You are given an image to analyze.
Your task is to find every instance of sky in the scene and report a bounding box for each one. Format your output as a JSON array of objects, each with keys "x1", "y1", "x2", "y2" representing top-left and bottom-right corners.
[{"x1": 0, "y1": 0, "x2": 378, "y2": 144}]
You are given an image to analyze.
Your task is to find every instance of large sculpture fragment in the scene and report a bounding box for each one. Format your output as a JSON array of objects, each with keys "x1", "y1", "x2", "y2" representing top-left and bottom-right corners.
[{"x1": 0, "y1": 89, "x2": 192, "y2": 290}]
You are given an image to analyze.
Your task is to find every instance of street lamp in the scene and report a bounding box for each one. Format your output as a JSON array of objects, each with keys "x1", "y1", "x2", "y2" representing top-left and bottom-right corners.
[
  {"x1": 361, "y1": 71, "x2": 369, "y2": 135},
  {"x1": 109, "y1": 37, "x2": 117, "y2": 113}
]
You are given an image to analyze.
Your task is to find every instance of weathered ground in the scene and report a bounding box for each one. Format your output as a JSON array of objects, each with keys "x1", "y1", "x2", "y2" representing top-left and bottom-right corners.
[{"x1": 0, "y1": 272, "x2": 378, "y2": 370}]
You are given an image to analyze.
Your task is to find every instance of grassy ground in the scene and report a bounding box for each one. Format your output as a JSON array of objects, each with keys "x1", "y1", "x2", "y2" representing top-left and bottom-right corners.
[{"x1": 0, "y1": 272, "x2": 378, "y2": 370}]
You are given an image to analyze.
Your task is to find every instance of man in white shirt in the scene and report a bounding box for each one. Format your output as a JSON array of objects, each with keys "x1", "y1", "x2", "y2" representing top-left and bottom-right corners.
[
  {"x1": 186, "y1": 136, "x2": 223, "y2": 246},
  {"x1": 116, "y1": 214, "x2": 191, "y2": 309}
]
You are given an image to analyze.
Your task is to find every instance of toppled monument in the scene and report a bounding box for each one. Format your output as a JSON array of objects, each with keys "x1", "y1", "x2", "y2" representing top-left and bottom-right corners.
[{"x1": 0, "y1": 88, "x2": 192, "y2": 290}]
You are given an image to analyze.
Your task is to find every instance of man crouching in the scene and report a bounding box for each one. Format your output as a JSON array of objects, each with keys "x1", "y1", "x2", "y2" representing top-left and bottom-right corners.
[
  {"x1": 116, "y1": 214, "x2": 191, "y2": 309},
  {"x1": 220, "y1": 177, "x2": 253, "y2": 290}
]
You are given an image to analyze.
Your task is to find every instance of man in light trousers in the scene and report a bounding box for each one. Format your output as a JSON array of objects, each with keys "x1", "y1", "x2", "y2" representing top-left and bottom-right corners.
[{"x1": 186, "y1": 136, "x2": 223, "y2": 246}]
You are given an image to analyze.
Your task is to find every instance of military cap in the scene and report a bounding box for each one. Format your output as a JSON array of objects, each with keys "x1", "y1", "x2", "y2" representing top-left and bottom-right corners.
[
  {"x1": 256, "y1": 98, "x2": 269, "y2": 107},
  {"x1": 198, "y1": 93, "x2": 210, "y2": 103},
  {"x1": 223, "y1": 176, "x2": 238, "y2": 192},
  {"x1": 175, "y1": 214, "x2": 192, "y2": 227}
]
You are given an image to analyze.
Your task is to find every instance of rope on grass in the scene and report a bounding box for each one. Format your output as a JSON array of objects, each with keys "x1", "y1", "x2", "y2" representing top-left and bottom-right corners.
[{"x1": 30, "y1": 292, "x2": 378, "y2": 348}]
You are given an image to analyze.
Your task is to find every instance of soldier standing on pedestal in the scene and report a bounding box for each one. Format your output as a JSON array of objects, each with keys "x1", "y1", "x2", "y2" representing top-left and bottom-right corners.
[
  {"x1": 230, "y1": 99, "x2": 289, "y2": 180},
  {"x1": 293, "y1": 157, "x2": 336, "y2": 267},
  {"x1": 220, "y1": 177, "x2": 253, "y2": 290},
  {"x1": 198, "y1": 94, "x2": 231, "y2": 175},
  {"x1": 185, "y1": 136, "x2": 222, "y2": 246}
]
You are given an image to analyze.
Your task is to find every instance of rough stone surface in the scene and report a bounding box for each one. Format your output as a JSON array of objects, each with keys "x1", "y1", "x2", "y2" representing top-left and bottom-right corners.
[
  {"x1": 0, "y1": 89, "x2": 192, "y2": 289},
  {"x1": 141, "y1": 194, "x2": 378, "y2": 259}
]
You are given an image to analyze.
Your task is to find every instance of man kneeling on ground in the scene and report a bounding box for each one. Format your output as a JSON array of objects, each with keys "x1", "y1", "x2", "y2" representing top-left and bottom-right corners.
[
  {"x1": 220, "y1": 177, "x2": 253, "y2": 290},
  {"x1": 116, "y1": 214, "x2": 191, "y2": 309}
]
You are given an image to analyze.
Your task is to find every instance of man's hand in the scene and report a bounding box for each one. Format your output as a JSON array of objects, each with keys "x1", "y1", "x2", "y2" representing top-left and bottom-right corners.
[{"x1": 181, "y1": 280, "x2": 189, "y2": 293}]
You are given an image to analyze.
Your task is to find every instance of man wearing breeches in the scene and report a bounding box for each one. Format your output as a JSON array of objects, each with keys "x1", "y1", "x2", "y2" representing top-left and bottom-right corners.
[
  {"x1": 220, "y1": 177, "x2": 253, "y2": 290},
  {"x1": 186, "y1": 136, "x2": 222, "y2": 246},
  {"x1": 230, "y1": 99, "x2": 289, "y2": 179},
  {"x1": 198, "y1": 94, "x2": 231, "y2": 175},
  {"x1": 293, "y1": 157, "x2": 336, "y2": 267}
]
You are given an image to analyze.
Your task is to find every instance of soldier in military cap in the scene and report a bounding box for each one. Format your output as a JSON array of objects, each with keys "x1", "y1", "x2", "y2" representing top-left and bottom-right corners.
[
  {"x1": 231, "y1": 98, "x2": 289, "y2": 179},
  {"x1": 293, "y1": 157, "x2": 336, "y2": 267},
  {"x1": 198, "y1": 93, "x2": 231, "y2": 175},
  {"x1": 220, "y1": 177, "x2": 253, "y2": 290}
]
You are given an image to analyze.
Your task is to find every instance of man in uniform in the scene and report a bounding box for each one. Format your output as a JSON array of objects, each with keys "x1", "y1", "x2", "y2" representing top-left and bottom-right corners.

::::

STATED GOAL ▸
Copy out each line of the rows above that contains the string "crouching", treating case as significant.

WRITTEN SOLUTION ▸
Your task is to find every instance of man crouching in the scene and report a bounding box for each one. Format your output as a JSON array of objects, each with keys "x1", "y1", "x2", "y2" representing top-left and bottom-right corners.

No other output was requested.